* Job
In the copy, include every entry exactly but none of the images.
---
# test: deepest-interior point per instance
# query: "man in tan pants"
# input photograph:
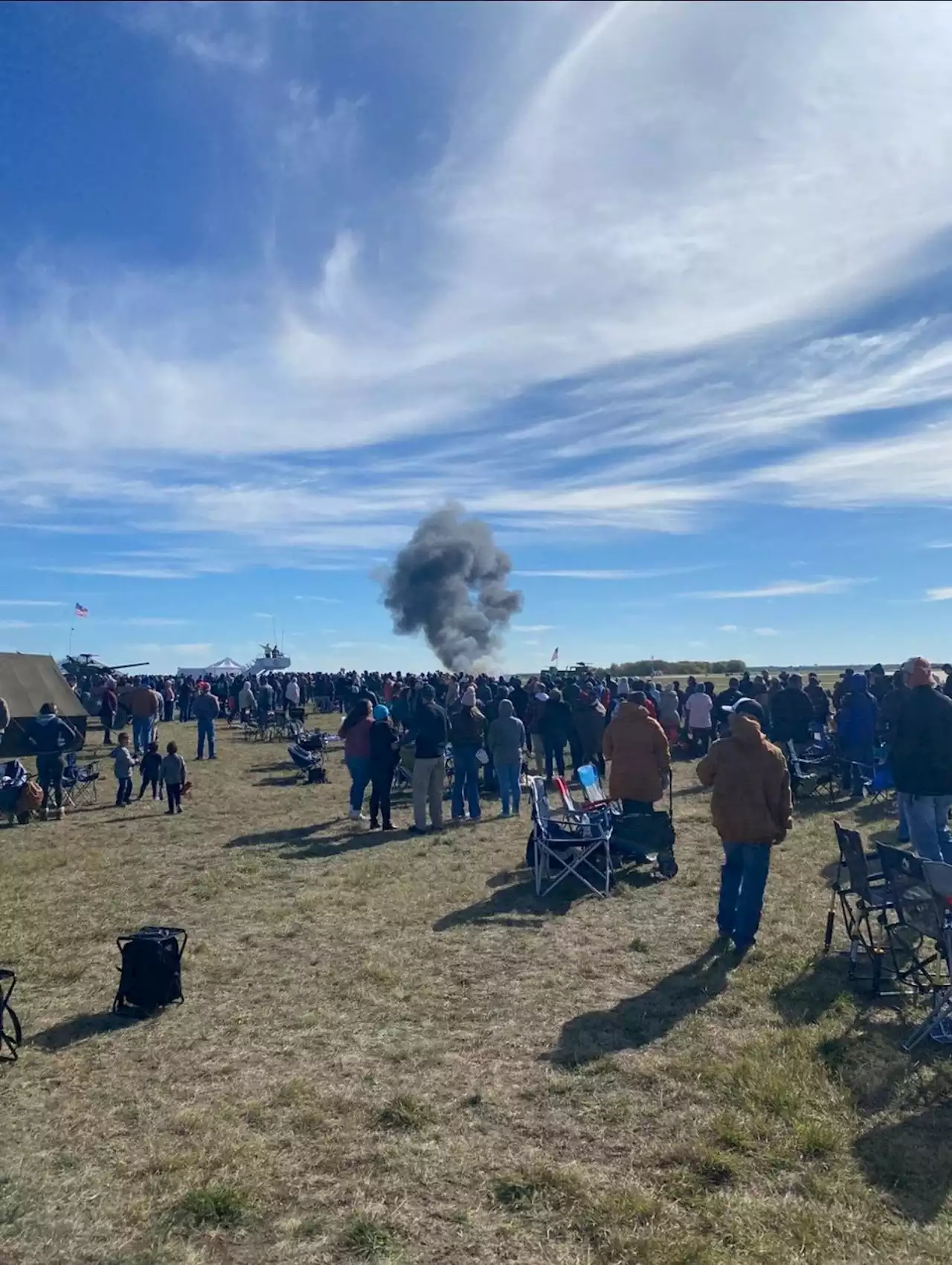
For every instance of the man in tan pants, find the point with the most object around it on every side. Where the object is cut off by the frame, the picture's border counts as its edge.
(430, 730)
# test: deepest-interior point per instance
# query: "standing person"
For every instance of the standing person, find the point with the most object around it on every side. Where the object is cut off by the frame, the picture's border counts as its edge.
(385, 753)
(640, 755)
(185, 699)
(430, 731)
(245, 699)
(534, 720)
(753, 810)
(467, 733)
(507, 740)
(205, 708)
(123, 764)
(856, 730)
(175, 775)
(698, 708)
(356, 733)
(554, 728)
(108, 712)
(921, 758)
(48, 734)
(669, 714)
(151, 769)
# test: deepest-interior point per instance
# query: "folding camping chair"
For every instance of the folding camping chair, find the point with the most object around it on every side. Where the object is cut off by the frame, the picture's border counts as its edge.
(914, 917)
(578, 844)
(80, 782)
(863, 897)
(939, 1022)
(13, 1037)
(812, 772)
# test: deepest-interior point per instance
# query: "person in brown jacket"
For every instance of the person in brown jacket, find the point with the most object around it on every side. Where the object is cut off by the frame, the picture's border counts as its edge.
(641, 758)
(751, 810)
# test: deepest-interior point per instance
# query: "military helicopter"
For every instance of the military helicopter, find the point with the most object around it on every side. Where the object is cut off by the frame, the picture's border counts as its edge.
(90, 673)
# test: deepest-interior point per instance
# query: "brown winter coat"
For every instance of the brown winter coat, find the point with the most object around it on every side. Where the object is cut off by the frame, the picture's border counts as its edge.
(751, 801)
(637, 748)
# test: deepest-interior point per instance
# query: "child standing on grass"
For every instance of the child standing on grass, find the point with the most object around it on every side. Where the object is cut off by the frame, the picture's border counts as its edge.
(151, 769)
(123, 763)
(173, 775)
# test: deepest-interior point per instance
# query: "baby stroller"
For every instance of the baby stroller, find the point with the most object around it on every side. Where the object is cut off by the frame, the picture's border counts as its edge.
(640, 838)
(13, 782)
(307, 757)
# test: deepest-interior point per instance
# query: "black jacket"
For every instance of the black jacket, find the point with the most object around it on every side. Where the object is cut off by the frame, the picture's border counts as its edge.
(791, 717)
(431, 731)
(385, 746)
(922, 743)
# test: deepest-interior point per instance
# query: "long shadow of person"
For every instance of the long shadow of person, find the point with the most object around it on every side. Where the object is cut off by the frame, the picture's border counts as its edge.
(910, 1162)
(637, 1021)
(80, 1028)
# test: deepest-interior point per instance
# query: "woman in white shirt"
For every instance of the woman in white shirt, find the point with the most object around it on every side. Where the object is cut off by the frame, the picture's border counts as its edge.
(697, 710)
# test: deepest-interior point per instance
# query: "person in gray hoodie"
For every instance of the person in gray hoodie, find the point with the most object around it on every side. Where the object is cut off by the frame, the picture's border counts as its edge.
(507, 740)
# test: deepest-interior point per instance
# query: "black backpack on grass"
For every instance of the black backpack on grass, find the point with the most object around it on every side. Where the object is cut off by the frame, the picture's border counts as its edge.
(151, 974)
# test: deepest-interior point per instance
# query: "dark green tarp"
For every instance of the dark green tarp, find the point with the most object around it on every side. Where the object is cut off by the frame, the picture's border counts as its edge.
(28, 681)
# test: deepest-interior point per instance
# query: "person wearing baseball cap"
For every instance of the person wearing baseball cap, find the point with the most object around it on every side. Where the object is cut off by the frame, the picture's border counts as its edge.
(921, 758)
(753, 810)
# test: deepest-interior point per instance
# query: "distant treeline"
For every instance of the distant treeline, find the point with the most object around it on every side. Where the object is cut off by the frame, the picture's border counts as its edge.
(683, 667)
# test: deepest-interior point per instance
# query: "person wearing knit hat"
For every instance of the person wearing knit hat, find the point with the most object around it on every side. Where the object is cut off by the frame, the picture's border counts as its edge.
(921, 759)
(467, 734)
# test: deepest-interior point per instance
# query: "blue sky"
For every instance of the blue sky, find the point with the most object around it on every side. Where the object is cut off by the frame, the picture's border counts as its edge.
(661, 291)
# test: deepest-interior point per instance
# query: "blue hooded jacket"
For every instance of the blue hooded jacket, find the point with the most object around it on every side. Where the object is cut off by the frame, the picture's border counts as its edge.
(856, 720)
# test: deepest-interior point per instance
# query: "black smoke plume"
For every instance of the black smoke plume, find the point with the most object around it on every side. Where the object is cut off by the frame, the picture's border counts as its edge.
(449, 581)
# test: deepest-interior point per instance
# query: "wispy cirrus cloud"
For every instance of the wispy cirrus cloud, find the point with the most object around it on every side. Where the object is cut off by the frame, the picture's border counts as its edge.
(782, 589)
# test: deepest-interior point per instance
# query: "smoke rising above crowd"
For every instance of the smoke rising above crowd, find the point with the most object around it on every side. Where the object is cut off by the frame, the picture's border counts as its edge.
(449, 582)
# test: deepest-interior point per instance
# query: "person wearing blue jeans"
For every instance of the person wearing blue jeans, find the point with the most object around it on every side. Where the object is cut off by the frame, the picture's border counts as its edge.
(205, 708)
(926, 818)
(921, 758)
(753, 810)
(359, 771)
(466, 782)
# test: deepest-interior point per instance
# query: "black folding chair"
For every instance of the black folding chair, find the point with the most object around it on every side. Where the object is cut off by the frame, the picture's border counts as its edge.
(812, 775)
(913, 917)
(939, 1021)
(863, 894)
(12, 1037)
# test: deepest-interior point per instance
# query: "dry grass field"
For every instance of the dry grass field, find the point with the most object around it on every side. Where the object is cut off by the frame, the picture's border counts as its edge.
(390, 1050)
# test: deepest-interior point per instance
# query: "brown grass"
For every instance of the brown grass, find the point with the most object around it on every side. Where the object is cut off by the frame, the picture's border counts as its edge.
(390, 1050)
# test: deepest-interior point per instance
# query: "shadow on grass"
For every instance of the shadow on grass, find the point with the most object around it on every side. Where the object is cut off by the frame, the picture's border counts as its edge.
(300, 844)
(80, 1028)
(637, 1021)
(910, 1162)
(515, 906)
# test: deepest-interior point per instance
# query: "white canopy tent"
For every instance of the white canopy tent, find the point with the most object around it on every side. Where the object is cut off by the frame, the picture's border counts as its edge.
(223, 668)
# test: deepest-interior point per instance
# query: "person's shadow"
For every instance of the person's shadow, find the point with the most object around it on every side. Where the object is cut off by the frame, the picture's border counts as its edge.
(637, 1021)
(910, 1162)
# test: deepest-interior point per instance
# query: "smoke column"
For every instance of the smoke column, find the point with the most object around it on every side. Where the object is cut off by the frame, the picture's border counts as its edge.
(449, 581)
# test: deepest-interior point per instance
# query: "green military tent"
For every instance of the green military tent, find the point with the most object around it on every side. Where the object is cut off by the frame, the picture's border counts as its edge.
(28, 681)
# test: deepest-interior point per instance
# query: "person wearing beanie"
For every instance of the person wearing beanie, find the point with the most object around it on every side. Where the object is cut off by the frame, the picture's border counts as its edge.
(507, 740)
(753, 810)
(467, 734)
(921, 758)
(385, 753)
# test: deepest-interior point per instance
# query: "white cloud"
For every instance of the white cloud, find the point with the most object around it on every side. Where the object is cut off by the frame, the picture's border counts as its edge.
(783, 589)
---
* Exercise output
# test: deepest-interior point per instance
# query: "man in tan pants"
# input photograph:
For every instance of the man in tan pants, find the point with the most object around it on every side. Where the object is cut off by the frame, the picture's border counts as its edge.
(430, 730)
# test: deepest-interior point per instance
# query: "standing person"
For every instance of the standing person, find the point with the most object around it on every side. Where the object is cut off by the frame, the picture's border counts as its edge.
(385, 753)
(640, 755)
(185, 699)
(430, 731)
(245, 699)
(534, 720)
(753, 810)
(467, 733)
(507, 740)
(205, 708)
(123, 764)
(856, 730)
(175, 775)
(698, 708)
(356, 733)
(554, 728)
(108, 712)
(921, 758)
(48, 734)
(669, 714)
(151, 769)
# test: deepest-interior point per instance
# query: "folding camping chair"
For every instance of the folding camping chair, find the point with the most object around it on every side. Where the object is cut off by the frame, the picture's border counts as its edge.
(914, 917)
(578, 844)
(80, 782)
(863, 897)
(939, 1022)
(13, 1037)
(812, 772)
# test: deepest-interior point per instance
# query: "person in brown jacket"
For every instance of the person in brown jacket, find the point with the most object around it on every side. Where the object is cut off by the frame, the picture's border counts as its edge.
(641, 758)
(751, 810)
# test: deepest-interior point per instance
# query: "military helicopter"
For every instance of the military helicopter, find the point with the most object around it on every side. Where the object is cut off by the frame, the picture's border counts as its edge.
(90, 673)
# test: deepest-interior point per instance
# query: "brown winter coat"
For every instance of the brown winter coat, find the point with the most object around it on every side. Where the object is cut off by the frame, the picture's border counts as its edge.
(751, 801)
(637, 748)
# test: deepest-interior point per instance
# query: "child standing on grass"
For every instance of the child standing on grass, find the point with the most object around it on every side. Where the object is cut off by the frame, the picture's border counts as its edge.
(151, 769)
(123, 763)
(173, 775)
# test: deepest-interior point per instance
# query: "baby stroller"
For every instance of the baby stroller, find the point with the most object around it on every side. Where the object is cut off by the frame, the picture's border counts as its edge.
(640, 838)
(13, 782)
(307, 757)
# test: deepest-interior point per instance
# query: "black jacket"
For every instance of the black jacket, find the point with the most object around it on every side. Where the object is cut off by the frame, the picture's border counts as its edge.
(791, 717)
(431, 731)
(385, 746)
(922, 743)
# test: deepest-interior point per instance
# query: "long shadow of person"
For every instance of the long shadow of person, find the point with the most object around it on every side. Where the object is cut off by the frame, the picture's border counts as its edge.
(910, 1162)
(637, 1021)
(80, 1028)
# test: deepest-interior point per instance
# query: "woman in white shirt"
For every instance of the woman in white shirt, find the point with the most object around it on every side. Where the object is cut off by the frame, the picture's border counts as its edge.
(697, 710)
# test: deepest-interior point per instance
# query: "person in gray hoodie"
For every instance of the person in gray hoodie, find the point with the most object around it on every side. Where the object is cut off by the frame, the picture's border counts as its edge.
(507, 740)
# test: deepest-interior point per instance
# query: "black backpack on grass"
For every instance of the black backpack on grass, find the point with the most object around it on every side. Where the object is cut off by the frame, the picture's border counts as its edge.
(151, 974)
# test: deepest-interior point per instance
# query: "dark green tarp"
For every instance of the dark green tarp, find the point with the most object around it on every side. Where the object is cut off by the frame, the picture's border counts as its edge.
(28, 681)
# test: deepest-interior point per instance
# query: "person wearing baseball cap"
For every instance of the person wearing baseball cap, find the point with the most object around it on every side. Where the object is cut off by the frame, the picture's border counts as its edge.
(921, 758)
(753, 810)
# test: deepest-interior point per instance
# query: "distant treeline"
For every instance of the distant treeline, find the point with the most object around it on every side. Where the object is cut off by the frame, the picture's border counts as its edge.
(683, 667)
# test: deepest-interior point per instance
# query: "person wearing knit hat"
For every instance of the person wearing knit hat, find the point with the most object around it on every side. Where the object is cut off by the frame, the picture's border counts as its edge.
(921, 759)
(467, 734)
# test: deepest-interior point per instance
# query: "blue sky"
For every instance of the blue sky, find the point with the most object around it on every side. Where the object is cut off by the frame, the picture's border counts as its edge.
(661, 291)
# test: deepest-interior point per instance
# query: "blue hooded jacket"
For every instance of the blue hooded jacket, find the point with the most object around it on every side. Where the object is cut off by the frame, the picture's border counts as its edge.
(856, 720)
# test: deepest-interior point per instance
# query: "black smoke plume"
For every instance of the black smoke plume, find the point with the most object around it on every side. Where the object is cut off by the frame, the picture's border counts as its edge.
(449, 581)
# test: deepest-interior point per instance
# query: "wispy cirrus cloud"
For every instance of the wispy cirrus cloud, find the point with the most object around it on every side. Where the object is cut off by the frame, the picture's border counts as its edge.
(782, 589)
# test: deepest-interior point per instance
# query: "smoke rising above crowd"
For every instance of the smoke rising above crowd, find the point with the most object around it on every side. Where the object is cut off by the frame, the picture's border counts as its edge.
(449, 582)
# test: deepest-interior point per instance
# query: "person wearing blue jeans"
For every instance of the person wearing blue jeans, find the point with the most object around it on every side. Where the object is cut off by the frame, the picture's border counts as its edge.
(205, 708)
(926, 818)
(921, 758)
(753, 810)
(359, 771)
(466, 782)
# test: deepest-interior point per instance
# query: "black folding chair"
For every instance of the black folding chair, find the point with the most object around it on every side. Where the object is cut off by the frame, the picture's border counts as its edge.
(812, 775)
(913, 917)
(939, 1021)
(863, 894)
(12, 1037)
# test: deepest-interior point per instance
# query: "dry grass field"
For every instance of the dry grass field, find the point with the most object around it on every side. Where the object is cut off by the frame, the picture's border counts as its edge.
(390, 1050)
# test: deepest-interior point per instance
# query: "brown grass"
For every instance of the brown grass, find the point with the most object around it on every side. Where the object is cut off by the frame, the picture's border counts as its edge.
(390, 1050)
# test: deepest-interior point per instance
# query: "shadow on grass"
For every instance of the shadow on grass, find the point with the most object around it on every side. Where the object is cut off by the frame, the picture's border counts as its edge.
(300, 844)
(80, 1028)
(637, 1021)
(910, 1162)
(515, 906)
# test: deepest-interior point per instance
# query: "white canopy tent"
For every instance of the white canopy tent, find the point with the most object around it on every side. Where the object is cut off by the frame, the picture's border counts as its edge.
(223, 668)
# test: deepest-interior point per instance
# query: "person's shadow"
For every instance of the person's shadow, find the point with the most object around it on every side. Where the object is cut off by the frame, the picture's border counts as its edge.
(637, 1021)
(910, 1162)
# test: deepest-interior point per instance
# query: "smoke column"
For every instance of the smoke column, find the point with the most object around it on every side. Where the object is cut off by the frame, the picture's border counts as its edge.
(449, 581)
# test: deepest-interior point per instance
# query: "green military tent"
For every instance of the green military tent, find the point with the most object around it on every side. Where the object is cut off by the frame, the picture's border counts as its edge.
(28, 681)
# test: deepest-interior point per instance
# query: "person wearing beanie"
For every instance of the person wearing beanie, find the point with the most object around it on every side. Where the object is cut off by the frame, the picture's border counts as its edge.
(507, 740)
(753, 810)
(467, 734)
(921, 758)
(385, 753)
# test: deepest-interior point per instance
# query: "white cloud"
For every instance of the white cloud, find the point with the most object around it on every side. Where the object is cut off by the frame, the picture's border counts as its edge.
(783, 589)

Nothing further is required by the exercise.